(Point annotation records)
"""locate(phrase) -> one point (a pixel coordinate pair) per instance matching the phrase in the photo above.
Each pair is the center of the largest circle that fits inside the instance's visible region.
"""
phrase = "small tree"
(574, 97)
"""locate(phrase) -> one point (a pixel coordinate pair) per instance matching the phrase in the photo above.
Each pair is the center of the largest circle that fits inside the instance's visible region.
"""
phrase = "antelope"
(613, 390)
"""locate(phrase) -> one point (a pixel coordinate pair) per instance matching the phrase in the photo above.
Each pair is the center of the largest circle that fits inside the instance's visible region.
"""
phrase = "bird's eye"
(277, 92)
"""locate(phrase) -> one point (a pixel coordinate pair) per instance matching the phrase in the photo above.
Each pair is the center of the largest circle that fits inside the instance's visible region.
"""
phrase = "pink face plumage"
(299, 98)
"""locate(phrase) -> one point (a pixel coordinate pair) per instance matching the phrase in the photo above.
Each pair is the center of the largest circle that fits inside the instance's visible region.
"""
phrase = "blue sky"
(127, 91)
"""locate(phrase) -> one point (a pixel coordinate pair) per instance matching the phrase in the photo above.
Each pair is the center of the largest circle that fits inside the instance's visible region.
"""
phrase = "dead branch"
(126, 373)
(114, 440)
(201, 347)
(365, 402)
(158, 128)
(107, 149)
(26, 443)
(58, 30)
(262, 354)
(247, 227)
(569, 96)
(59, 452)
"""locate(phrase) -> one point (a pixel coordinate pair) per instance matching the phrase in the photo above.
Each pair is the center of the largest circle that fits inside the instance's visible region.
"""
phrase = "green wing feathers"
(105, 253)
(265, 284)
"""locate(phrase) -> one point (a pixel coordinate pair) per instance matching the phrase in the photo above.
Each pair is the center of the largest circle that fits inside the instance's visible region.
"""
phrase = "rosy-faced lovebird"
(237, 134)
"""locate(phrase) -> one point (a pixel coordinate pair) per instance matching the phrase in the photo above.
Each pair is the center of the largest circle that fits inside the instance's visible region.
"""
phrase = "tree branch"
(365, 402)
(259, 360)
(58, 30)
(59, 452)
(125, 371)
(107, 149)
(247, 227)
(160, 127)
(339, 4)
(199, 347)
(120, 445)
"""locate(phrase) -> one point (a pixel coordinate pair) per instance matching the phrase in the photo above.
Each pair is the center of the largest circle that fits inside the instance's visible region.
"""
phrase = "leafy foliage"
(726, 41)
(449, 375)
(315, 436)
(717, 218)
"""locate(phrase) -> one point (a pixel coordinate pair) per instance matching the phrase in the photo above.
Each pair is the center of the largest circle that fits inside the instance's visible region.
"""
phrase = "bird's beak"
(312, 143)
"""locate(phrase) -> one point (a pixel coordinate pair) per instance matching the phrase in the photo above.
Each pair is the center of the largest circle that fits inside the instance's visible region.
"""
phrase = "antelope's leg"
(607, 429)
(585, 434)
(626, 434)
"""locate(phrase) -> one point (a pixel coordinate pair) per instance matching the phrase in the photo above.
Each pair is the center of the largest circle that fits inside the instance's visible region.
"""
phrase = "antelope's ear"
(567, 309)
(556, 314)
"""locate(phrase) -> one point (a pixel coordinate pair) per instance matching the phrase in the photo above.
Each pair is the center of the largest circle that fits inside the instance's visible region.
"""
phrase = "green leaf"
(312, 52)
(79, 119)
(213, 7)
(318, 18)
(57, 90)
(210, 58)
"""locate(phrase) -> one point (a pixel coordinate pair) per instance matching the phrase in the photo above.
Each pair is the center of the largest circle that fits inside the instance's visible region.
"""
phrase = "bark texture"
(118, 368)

§ **DIRECTIONS FOR THIS TASK**
Pull out every line of the records that contains the string "antelope". Case counts.

§ **FINISHED TASK**
phrase = "antelope"
phrase = "antelope's leg"
phrase = "antelope's ear"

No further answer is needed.